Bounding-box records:
====
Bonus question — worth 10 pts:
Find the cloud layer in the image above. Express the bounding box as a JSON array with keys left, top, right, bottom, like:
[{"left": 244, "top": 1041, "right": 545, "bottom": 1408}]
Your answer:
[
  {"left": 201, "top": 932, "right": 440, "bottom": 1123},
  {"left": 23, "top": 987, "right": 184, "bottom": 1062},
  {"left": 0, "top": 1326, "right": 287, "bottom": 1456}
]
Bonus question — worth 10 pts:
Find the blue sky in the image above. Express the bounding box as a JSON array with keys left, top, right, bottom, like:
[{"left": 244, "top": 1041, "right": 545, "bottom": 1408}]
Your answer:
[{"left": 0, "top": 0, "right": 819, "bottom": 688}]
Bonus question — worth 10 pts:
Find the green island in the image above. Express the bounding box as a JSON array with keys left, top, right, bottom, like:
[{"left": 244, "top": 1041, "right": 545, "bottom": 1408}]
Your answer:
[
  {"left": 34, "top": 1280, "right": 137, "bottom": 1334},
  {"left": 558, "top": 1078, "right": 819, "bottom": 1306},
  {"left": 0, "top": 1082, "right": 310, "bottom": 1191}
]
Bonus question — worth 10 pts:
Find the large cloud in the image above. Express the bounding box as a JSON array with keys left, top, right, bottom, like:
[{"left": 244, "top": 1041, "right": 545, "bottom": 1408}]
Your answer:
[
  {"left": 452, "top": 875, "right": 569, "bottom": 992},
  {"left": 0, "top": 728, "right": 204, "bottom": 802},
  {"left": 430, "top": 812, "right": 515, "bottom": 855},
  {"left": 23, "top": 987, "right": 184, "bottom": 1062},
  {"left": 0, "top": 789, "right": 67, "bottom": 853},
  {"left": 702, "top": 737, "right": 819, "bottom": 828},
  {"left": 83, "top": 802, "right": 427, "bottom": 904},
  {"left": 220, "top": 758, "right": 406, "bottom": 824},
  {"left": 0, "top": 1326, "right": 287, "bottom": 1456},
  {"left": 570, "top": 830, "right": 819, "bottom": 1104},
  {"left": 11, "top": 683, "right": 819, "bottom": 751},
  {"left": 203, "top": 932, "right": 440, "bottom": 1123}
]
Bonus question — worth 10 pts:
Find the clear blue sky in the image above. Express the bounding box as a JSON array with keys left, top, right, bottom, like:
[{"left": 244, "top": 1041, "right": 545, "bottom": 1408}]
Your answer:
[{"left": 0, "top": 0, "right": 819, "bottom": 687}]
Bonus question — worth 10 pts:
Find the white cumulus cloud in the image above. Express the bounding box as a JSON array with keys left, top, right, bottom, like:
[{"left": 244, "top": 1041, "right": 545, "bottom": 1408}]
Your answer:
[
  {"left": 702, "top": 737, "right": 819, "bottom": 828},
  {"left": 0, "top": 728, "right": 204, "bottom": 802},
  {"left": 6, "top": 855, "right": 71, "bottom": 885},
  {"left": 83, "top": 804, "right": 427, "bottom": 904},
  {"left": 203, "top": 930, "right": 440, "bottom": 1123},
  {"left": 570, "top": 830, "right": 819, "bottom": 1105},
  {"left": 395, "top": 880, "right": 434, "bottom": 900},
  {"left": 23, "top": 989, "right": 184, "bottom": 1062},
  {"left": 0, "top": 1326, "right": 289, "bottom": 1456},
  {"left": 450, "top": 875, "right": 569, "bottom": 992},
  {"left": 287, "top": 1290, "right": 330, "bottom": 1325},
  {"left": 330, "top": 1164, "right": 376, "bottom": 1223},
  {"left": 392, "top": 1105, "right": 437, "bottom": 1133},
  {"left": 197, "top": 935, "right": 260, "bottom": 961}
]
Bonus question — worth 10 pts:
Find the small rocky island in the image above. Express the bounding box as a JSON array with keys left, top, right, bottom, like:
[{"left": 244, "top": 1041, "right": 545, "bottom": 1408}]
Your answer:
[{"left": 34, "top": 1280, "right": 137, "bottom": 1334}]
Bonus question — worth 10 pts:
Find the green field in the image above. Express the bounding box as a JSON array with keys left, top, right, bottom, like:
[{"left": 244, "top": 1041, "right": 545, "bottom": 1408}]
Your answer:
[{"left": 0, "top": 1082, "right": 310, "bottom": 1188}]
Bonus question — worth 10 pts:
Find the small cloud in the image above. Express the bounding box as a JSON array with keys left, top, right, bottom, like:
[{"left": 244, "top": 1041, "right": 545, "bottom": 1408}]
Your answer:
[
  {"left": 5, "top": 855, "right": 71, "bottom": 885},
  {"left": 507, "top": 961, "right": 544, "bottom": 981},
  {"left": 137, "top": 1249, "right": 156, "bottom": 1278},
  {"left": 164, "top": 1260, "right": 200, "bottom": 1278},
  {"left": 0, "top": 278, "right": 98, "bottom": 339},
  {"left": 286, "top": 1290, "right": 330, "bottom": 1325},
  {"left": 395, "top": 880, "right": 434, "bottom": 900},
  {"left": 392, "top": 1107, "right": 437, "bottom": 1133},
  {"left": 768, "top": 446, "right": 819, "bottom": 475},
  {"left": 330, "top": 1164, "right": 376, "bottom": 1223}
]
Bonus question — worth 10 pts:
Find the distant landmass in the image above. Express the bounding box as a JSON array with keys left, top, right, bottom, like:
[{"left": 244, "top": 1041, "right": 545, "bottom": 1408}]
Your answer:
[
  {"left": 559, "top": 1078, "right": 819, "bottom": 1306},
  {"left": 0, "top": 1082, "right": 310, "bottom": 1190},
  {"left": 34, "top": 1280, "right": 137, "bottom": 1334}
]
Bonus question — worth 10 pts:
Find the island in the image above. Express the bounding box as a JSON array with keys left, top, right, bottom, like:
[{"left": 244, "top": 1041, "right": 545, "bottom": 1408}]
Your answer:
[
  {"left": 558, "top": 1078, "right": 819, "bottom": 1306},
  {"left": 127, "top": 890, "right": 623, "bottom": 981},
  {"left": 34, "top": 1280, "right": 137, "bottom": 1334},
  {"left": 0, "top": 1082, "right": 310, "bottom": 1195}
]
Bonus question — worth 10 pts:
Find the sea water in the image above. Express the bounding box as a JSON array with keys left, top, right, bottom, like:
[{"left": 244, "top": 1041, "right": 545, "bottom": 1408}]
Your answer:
====
» SHORT PROBLEM
In this exercise, repeat all entries exactly.

» TASK RESULT
Bonus question — worth 10 pts:
Find the cloud layer in the image above. Express the bounding box as a JSON array with keys left, top, right, bottom, like:
[{"left": 244, "top": 1041, "right": 545, "bottom": 1408}]
Your answer:
[
  {"left": 201, "top": 932, "right": 440, "bottom": 1123},
  {"left": 23, "top": 987, "right": 184, "bottom": 1062},
  {"left": 0, "top": 1326, "right": 287, "bottom": 1456}
]
Bonus question — worth 10 pts:
Find the blue sky in the image above. Express the bounding box as a JSON array with keys left, top, right, bottom, like:
[{"left": 244, "top": 1041, "right": 545, "bottom": 1408}]
Your answer:
[{"left": 0, "top": 0, "right": 819, "bottom": 688}]
Bonus question — worth 10 pts:
Find the green island in the image above. Express the bounding box as a JSON array with keys left, top, right, bottom, like:
[{"left": 244, "top": 1041, "right": 545, "bottom": 1408}]
Your answer:
[
  {"left": 34, "top": 1280, "right": 137, "bottom": 1334},
  {"left": 558, "top": 1078, "right": 819, "bottom": 1306},
  {"left": 0, "top": 1082, "right": 310, "bottom": 1191}
]
Bonus question — worth 10 pts:
Find the large cloud in the image above. Express the bounding box as a JSON array with keys left, top, right, bottom, like:
[{"left": 244, "top": 1041, "right": 545, "bottom": 1408}]
Your answer:
[
  {"left": 452, "top": 875, "right": 569, "bottom": 992},
  {"left": 0, "top": 728, "right": 204, "bottom": 802},
  {"left": 430, "top": 812, "right": 515, "bottom": 855},
  {"left": 23, "top": 987, "right": 184, "bottom": 1062},
  {"left": 0, "top": 789, "right": 67, "bottom": 853},
  {"left": 702, "top": 737, "right": 819, "bottom": 828},
  {"left": 83, "top": 802, "right": 427, "bottom": 904},
  {"left": 220, "top": 758, "right": 406, "bottom": 824},
  {"left": 0, "top": 1326, "right": 287, "bottom": 1456},
  {"left": 570, "top": 830, "right": 819, "bottom": 1104},
  {"left": 11, "top": 683, "right": 819, "bottom": 751},
  {"left": 203, "top": 932, "right": 440, "bottom": 1123}
]
Bonus question — worth 10 pts:
Find the clear blue sky in the image above. Express the bounding box as a JSON array with keys left, top, right, bottom, like:
[{"left": 244, "top": 1041, "right": 545, "bottom": 1408}]
Your answer:
[{"left": 0, "top": 0, "right": 819, "bottom": 687}]
Bonus question — worth 10 pts:
Find the white cumulus cloud in the image above. Express the bounding box as a JSON array with keys left, top, right, bottom, like:
[{"left": 244, "top": 1041, "right": 545, "bottom": 1408}]
Your answer:
[
  {"left": 702, "top": 737, "right": 819, "bottom": 828},
  {"left": 0, "top": 728, "right": 204, "bottom": 802},
  {"left": 6, "top": 855, "right": 71, "bottom": 885},
  {"left": 83, "top": 804, "right": 427, "bottom": 904},
  {"left": 203, "top": 930, "right": 440, "bottom": 1123},
  {"left": 570, "top": 830, "right": 819, "bottom": 1105},
  {"left": 395, "top": 880, "right": 434, "bottom": 900},
  {"left": 23, "top": 989, "right": 184, "bottom": 1062},
  {"left": 0, "top": 1326, "right": 289, "bottom": 1456},
  {"left": 450, "top": 875, "right": 569, "bottom": 992},
  {"left": 287, "top": 1290, "right": 330, "bottom": 1325},
  {"left": 330, "top": 1164, "right": 376, "bottom": 1223},
  {"left": 392, "top": 1105, "right": 437, "bottom": 1133},
  {"left": 197, "top": 935, "right": 260, "bottom": 961}
]
Bonus question — worth 10 pts:
Find the small rocky island in the image above. Express the bounding box as a JSON array with keys left, top, right, bottom, like:
[{"left": 244, "top": 1041, "right": 545, "bottom": 1408}]
Your answer:
[{"left": 34, "top": 1280, "right": 137, "bottom": 1334}]
Bonus question — worth 10 pts:
Find the green field in the image above. Express the bounding box as a JSON array with keys left, top, right, bottom, like:
[{"left": 244, "top": 1041, "right": 545, "bottom": 1408}]
Your answer:
[{"left": 0, "top": 1082, "right": 310, "bottom": 1188}]
Bonus question — worth 10 pts:
Find the small cloud in the image above. Express the bounding box as a JSON array with keys left, top, right, bottom, like:
[{"left": 244, "top": 1041, "right": 545, "bottom": 1408}]
Your answer:
[
  {"left": 5, "top": 855, "right": 71, "bottom": 885},
  {"left": 507, "top": 961, "right": 544, "bottom": 981},
  {"left": 137, "top": 1249, "right": 156, "bottom": 1278},
  {"left": 164, "top": 1260, "right": 200, "bottom": 1278},
  {"left": 0, "top": 278, "right": 98, "bottom": 339},
  {"left": 286, "top": 1290, "right": 330, "bottom": 1325},
  {"left": 395, "top": 880, "right": 434, "bottom": 900},
  {"left": 392, "top": 1107, "right": 437, "bottom": 1133},
  {"left": 768, "top": 446, "right": 819, "bottom": 475},
  {"left": 330, "top": 1164, "right": 376, "bottom": 1223}
]
Bonus question — worth 10 pts:
Find the distant landmass in the image above. Express the bounding box as a JSON array with keys left, top, right, bottom, like:
[{"left": 244, "top": 1041, "right": 545, "bottom": 1408}]
Your answer:
[
  {"left": 559, "top": 1078, "right": 819, "bottom": 1306},
  {"left": 0, "top": 1082, "right": 310, "bottom": 1190},
  {"left": 34, "top": 1280, "right": 137, "bottom": 1334}
]
Bonus question — worth 10 pts:
Find the island in the image above. Express the bounding box as a JSON array with keys left, top, right, bottom, like:
[{"left": 244, "top": 1041, "right": 545, "bottom": 1408}]
Your answer:
[
  {"left": 558, "top": 1078, "right": 819, "bottom": 1306},
  {"left": 127, "top": 890, "right": 623, "bottom": 981},
  {"left": 34, "top": 1280, "right": 137, "bottom": 1334},
  {"left": 0, "top": 1082, "right": 310, "bottom": 1195}
]
Bonus question — worth 10 pts:
Find the sea water in the image above. Express the bounding box as a JSON array with keys left, top, right, bottom, like:
[{"left": 244, "top": 1041, "right": 545, "bottom": 1408}]
Your answer:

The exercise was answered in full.